Exercise data:
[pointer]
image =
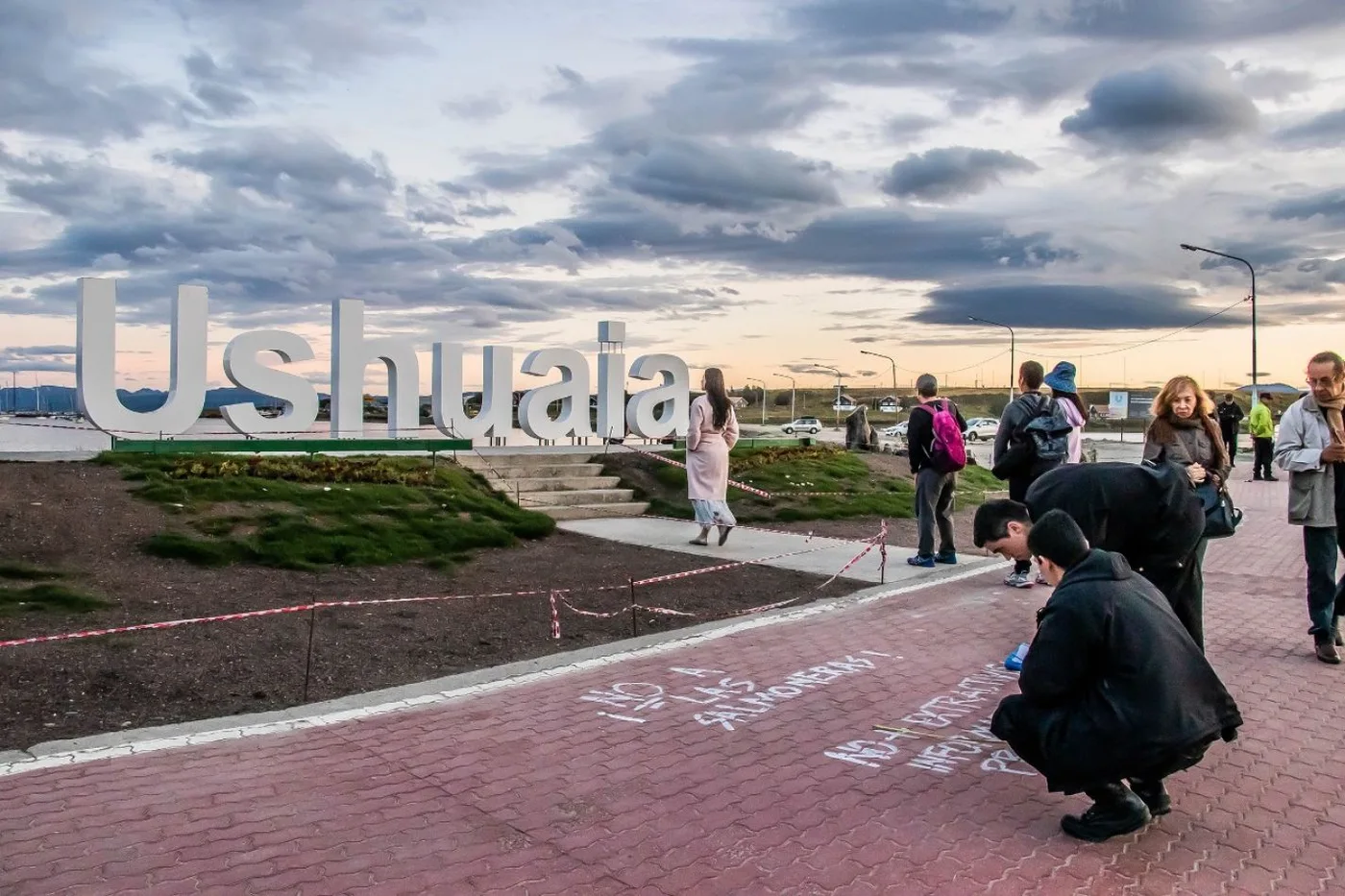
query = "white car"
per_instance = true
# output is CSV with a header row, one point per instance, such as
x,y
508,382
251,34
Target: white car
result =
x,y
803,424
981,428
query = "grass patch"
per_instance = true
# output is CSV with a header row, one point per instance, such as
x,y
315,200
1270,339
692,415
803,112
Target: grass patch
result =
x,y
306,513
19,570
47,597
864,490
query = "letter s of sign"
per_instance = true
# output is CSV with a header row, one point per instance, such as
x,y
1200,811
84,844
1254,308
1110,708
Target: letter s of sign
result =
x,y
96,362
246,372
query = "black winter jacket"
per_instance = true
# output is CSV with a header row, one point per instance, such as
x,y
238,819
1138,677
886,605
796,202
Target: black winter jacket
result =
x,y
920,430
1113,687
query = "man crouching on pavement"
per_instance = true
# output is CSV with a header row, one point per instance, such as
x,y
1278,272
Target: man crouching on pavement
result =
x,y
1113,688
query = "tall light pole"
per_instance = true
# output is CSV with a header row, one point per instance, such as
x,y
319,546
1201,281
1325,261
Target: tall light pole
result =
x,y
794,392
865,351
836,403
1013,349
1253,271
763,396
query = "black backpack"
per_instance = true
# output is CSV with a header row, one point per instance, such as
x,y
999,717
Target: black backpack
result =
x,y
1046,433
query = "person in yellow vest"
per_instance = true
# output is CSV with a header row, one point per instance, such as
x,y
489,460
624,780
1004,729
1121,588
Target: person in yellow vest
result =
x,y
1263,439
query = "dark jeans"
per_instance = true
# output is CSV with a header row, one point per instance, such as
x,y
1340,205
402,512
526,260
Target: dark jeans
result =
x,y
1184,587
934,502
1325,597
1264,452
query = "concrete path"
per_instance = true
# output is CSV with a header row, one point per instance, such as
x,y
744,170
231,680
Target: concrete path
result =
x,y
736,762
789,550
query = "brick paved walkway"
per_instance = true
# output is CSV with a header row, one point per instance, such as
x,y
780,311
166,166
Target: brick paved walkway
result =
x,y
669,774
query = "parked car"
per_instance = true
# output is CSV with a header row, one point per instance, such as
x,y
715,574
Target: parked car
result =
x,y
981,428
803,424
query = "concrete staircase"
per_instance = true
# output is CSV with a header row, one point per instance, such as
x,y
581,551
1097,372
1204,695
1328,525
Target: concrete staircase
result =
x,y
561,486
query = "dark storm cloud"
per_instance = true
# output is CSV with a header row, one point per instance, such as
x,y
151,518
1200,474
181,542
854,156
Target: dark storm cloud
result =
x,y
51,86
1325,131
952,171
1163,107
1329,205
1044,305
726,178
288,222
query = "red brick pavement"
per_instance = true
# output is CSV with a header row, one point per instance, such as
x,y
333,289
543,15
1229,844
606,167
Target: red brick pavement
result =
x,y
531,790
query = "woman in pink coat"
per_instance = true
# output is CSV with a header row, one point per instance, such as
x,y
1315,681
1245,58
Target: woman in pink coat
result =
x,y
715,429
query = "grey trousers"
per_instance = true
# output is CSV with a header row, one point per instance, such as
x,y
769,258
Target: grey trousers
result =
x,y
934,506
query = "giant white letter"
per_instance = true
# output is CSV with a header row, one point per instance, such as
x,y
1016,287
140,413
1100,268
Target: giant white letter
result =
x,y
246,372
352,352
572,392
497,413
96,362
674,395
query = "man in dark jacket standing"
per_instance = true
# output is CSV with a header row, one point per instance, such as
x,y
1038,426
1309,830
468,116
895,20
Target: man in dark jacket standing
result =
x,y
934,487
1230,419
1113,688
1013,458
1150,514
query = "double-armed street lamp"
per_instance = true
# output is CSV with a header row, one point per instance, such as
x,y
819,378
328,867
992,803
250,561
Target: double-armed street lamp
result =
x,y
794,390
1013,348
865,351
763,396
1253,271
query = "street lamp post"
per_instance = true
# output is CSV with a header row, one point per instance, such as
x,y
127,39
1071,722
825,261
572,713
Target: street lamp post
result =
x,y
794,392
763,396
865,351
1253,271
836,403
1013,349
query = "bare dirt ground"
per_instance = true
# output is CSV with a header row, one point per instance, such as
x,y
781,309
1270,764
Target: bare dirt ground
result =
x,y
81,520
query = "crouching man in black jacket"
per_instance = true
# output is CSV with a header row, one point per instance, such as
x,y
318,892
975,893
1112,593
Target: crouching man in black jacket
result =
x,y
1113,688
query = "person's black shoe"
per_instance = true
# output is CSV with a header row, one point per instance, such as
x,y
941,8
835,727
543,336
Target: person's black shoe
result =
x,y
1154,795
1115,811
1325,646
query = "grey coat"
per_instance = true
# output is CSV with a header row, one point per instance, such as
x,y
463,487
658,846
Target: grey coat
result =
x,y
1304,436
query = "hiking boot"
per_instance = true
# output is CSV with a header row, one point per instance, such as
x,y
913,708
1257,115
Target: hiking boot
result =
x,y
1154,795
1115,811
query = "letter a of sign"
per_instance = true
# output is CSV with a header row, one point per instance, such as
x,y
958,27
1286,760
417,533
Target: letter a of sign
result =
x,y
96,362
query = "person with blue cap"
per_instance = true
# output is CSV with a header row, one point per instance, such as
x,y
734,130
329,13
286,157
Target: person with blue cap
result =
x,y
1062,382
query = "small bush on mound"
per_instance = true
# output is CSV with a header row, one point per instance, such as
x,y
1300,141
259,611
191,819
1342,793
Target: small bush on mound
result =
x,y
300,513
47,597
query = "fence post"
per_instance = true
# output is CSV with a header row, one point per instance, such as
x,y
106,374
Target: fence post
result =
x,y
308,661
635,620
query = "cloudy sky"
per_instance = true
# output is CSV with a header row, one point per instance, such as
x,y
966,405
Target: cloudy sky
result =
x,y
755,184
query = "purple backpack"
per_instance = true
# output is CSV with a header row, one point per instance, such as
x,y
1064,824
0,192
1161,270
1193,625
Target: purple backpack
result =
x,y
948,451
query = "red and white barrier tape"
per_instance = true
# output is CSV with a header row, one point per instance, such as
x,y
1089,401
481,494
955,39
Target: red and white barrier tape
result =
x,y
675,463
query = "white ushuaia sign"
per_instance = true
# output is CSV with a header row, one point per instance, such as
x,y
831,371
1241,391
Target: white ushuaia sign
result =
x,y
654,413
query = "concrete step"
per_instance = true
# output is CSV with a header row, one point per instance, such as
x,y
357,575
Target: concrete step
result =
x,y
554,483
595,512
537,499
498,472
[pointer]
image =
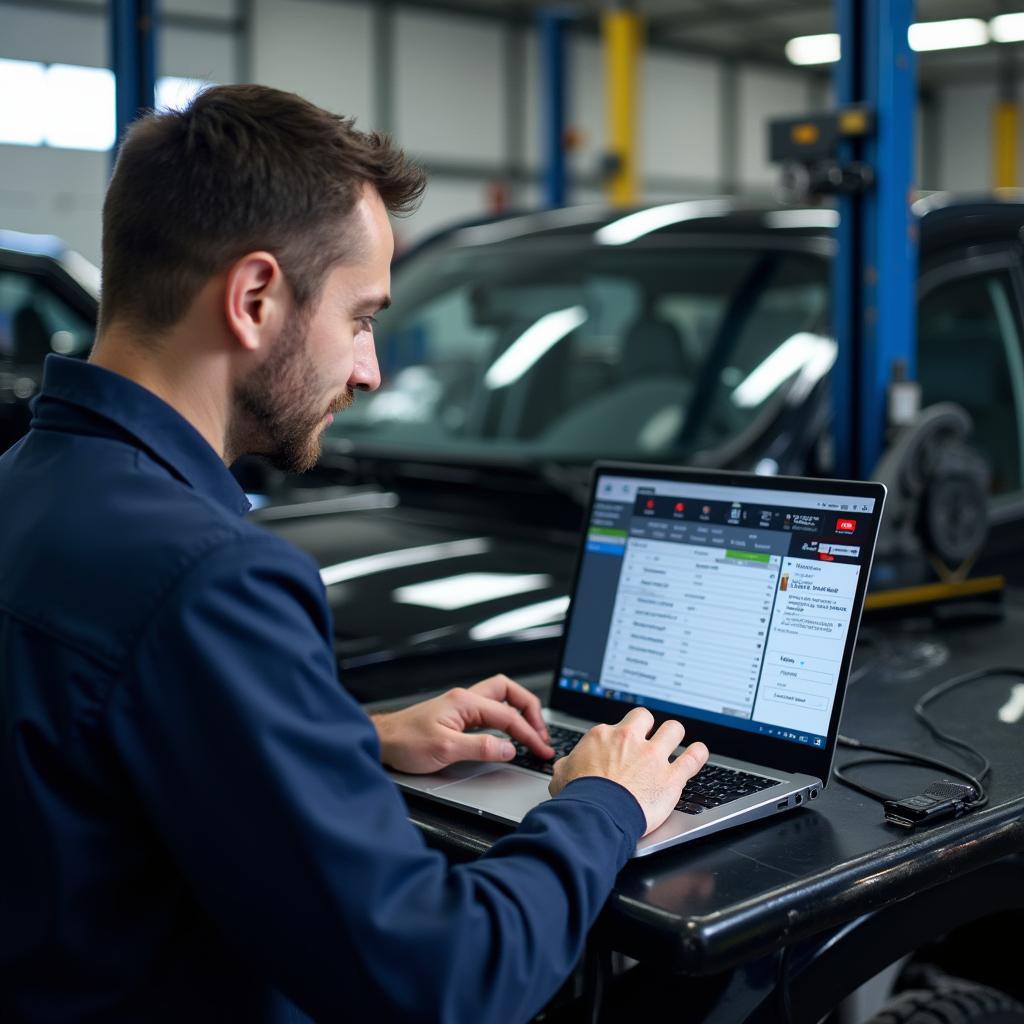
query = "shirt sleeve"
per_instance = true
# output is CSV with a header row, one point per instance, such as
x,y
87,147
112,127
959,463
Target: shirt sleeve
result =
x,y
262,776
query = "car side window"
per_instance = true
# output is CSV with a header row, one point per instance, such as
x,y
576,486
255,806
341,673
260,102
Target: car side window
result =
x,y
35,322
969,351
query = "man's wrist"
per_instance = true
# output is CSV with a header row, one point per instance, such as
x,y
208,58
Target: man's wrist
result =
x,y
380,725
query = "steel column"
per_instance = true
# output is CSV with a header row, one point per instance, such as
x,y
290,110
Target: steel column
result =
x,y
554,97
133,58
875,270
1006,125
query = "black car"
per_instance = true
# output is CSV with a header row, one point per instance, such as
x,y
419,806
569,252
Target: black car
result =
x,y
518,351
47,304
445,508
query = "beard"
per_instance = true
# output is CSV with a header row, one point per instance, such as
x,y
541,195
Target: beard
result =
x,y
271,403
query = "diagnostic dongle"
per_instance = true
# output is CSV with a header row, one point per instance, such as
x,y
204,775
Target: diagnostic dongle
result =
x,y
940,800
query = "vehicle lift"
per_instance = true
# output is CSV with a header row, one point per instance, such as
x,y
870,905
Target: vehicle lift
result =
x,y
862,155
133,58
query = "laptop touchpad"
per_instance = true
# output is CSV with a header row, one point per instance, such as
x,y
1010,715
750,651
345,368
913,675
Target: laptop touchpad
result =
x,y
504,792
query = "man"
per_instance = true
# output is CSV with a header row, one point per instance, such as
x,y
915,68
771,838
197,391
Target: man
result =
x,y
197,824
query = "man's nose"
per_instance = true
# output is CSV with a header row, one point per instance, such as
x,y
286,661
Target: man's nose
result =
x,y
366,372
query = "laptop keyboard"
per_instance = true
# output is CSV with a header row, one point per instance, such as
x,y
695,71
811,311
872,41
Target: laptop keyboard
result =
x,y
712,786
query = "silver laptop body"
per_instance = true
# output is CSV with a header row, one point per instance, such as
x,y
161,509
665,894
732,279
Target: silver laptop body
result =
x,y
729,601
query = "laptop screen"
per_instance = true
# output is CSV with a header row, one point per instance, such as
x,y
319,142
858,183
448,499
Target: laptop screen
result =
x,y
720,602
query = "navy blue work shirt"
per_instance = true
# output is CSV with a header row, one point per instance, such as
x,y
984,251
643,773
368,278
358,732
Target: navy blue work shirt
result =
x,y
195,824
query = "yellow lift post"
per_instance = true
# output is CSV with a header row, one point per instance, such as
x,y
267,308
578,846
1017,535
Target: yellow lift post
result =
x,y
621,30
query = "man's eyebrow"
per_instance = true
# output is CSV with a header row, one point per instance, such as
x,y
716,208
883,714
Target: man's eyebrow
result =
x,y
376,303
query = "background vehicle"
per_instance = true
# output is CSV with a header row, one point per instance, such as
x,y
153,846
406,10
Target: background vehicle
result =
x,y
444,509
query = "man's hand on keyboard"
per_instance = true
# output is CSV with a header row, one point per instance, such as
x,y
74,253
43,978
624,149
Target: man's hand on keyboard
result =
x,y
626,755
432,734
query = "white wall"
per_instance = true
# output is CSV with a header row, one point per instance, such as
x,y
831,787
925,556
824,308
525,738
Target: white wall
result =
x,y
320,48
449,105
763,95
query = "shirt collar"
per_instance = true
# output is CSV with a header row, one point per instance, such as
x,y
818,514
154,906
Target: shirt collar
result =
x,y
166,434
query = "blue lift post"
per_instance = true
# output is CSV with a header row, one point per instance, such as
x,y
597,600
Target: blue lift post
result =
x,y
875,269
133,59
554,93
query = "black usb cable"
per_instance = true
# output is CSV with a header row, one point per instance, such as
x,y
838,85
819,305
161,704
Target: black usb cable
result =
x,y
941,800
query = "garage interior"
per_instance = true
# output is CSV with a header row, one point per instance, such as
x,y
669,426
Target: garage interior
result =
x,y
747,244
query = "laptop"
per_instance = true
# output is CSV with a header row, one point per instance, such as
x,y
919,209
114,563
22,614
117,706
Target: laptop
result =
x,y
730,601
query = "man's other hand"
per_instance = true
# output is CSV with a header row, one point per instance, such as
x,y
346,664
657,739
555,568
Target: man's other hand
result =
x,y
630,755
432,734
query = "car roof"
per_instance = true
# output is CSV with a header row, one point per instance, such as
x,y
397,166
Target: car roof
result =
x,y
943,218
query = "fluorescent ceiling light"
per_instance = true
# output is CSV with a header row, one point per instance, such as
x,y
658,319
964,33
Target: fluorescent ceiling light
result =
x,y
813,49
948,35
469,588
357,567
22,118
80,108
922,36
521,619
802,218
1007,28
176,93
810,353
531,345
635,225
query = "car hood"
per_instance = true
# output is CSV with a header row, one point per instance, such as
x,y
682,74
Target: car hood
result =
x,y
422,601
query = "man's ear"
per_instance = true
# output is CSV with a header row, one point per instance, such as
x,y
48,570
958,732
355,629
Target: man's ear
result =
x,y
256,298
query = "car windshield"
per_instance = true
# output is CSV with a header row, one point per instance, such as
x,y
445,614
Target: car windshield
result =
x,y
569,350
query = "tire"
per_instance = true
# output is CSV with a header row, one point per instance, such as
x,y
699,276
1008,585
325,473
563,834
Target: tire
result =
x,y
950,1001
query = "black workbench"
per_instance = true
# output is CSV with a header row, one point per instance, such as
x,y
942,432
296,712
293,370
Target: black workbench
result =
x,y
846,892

Work request: The reply should consist solely of the lines above from the one that has "Target: man crouching on pavement" through the one that has "Target: concrete path", reproduced exactly.

Answer to this task:
Target: man crouching on pavement
result =
x,y
1113,688
query = "tall light pole"
per_instance = true
# output is CSV with a header row, one point per instance, such as
x,y
319,546
1201,281
1325,261
Target: tall light pole
result =
x,y
794,392
865,351
836,403
1013,349
1253,271
763,396
query = "black backpack"
per_instance = true
# output is CSV with a header row, one point per instance, such as
x,y
999,717
Target: black backpack
result =
x,y
1046,433
query = "person in yellow vest"
per_instance = true
# output is CSV with a header row, one point per instance, such as
x,y
489,460
624,780
1004,729
1121,588
Target: person in yellow vest
result =
x,y
1263,439
query = "dark jeans"
per_instance = true
# output is CSV with a header row, one point per instance, such as
x,y
1340,205
402,512
526,260
Target: dark jeans
result =
x,y
1184,587
934,502
1325,597
1264,452
query = "concrete path"
per_instance = true
# output is CSV with a header row, one point per instance, such as
x,y
744,170
231,680
Target: concrete path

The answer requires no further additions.